START Exercise text

Upon arrival, we were ushered into the Royal Chapel, a gilded, 18th-century confection of soaring vaults and colonnades, with the painted figure of Christ high up in the apse, ascending to Heaven accompanied by angels. (The chapel had recently reopened after an over-three-year renovation.) There we joined the president of Versailles, Catherine Pégard; the artist Annette Messager (Christian’s widow, though she later told me she loathes that appellation); and dozens of others who had come by car from Paris, all of us milling about as a relentless, recorded voice announced, dryly and at brief intervals, the hours, minutes, and seconds as they passed. The architecture suggested transcendence; the voice told another story, of mortal creatures stretched upon the rack of time.

I felt a cold panic rising within me as I realized this was the work. (Christian’s sound installation, The Speaking Clock [2003], was on view at Versailles for three weeks this fall, but visitors to Salzburg, Austria, may find it permanently installed in the crypt of the city’s cathedral.) “It’s quite a harsh lesson,” I said to an older woman leaning against a column, whose eyes, seemingly filled with tears, met mine. “Yes, it’s terrible how quickly time passes,” she replied–a lesson whose full weight was brought home to us when we all gathered to bow our heads for a minute of silence.

Later that morning, a very different kind of shock awaited me at the Louvre, where on a day when the museum was closed to the public, a still larger group had assembled in the Grande Galerie to witness the installation of a monumental work by Christian, The Archives of C. B., 1965–1988 (1988). Rows of rusted tin biscuit boxes, stacked 20 boxes high and 32 across, surmounted and illuminated by black task lamps, were said to contain some 2,000 photographs and documents from over two decades of the artist’s life.

Capitale Européenne de la Culture, April 2015.

Photo by François GOUDIER/Gamma-Rapho via Getty Images

It’s a strange work, and strangely off-putting. While formally it draws on the language of Minimalist sculpture by the likes of Richard Serra and Carl André, its materials, rusted and timeworn, suggest the pathos of personal memories. In her speech at the Louvre that day, the French minister of culture, Roselyne Bachelot, quoted Christian, who described the biscuit box (a favored material) as “the safe-deposit box of children and of the poor.” She said his art was engaged in a struggle against forgetting, resisting time and death.

END Exercise text
START Entries shown

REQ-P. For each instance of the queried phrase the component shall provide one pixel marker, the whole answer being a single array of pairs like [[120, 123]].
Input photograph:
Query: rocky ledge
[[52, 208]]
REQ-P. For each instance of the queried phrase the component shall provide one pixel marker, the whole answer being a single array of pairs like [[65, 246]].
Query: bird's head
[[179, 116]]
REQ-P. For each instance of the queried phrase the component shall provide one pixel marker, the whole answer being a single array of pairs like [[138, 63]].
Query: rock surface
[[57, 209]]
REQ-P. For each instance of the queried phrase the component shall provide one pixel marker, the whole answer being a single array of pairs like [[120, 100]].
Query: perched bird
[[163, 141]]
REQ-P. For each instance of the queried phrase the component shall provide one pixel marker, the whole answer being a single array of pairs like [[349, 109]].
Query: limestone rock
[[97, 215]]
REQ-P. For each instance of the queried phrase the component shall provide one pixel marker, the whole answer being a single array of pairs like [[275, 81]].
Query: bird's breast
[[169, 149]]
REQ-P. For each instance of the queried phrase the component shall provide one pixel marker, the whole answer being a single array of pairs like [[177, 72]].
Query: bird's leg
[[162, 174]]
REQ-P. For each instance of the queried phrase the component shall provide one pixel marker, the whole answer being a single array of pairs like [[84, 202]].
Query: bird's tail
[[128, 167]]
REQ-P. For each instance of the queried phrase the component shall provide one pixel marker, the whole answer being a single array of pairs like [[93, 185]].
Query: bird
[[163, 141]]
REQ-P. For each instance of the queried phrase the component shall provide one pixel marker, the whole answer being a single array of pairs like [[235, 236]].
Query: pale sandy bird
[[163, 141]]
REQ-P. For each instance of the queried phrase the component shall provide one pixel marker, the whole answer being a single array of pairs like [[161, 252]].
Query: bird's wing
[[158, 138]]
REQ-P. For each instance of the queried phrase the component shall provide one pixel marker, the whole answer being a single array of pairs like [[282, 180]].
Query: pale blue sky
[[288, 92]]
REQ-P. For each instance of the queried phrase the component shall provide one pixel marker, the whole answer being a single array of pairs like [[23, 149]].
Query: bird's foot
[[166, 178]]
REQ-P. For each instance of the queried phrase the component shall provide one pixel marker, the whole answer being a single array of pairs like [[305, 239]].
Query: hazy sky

END Entries shown

■ Tasks for this exercise:
1: In the text about Christian's installations at Versailles and the Louvre, how many boxes high and how many across were the biscuit boxes stacked?
2: Please carry on the text about Christian's installations at Versailles and the Louvre, starting after its final sentence.

■ Answers in order:
1: They were stacked 20 boxes high and 32 across.

2:
Yet the decades of an individual life that the work claims to represent (C.B.’s “1965-1988”) remain inaccessible to us, walled off as definitively as life is from the tomb. The work gives none of its secrets away. Seeing it in that place of honor in the Louvre–directly facing four paintings by Leonardo da Vinci, including the Renaissance master’s exquisite, unfinished Virgin and Child with St. Anne, and his profoundly mysterious St. John the Baptist, finger pointing skyward–I felt at once the force of this official acknowledgement of Christian’s achievement and utterly bereft. I could find no trace of the artist I had once loved in it. Is that the feeling of alienation, I wondered, when personal experience is transformed into history?

“It’s everything he would have detested,” the Parisian gallerist Martine Aboucaya, who long ago had worked closely with Christian, grumbled. I said that it was not a bad showing, after all, for an artist who had died. (The only other modern and contemporary artist whose works had hung beside the Old Masters in the Grande Galerie had been Picasso, in celebration of his 90th birthday in 1971.) Martine looked at me, appalled. “Christian is NOT dead,” she replied in a huff, before dispersing along with the crowd. “His works continue to agitate in our imaginations.” (The Archives of C. B., 1965–1988, will remain on view at the Louvre through January 10, 2022.)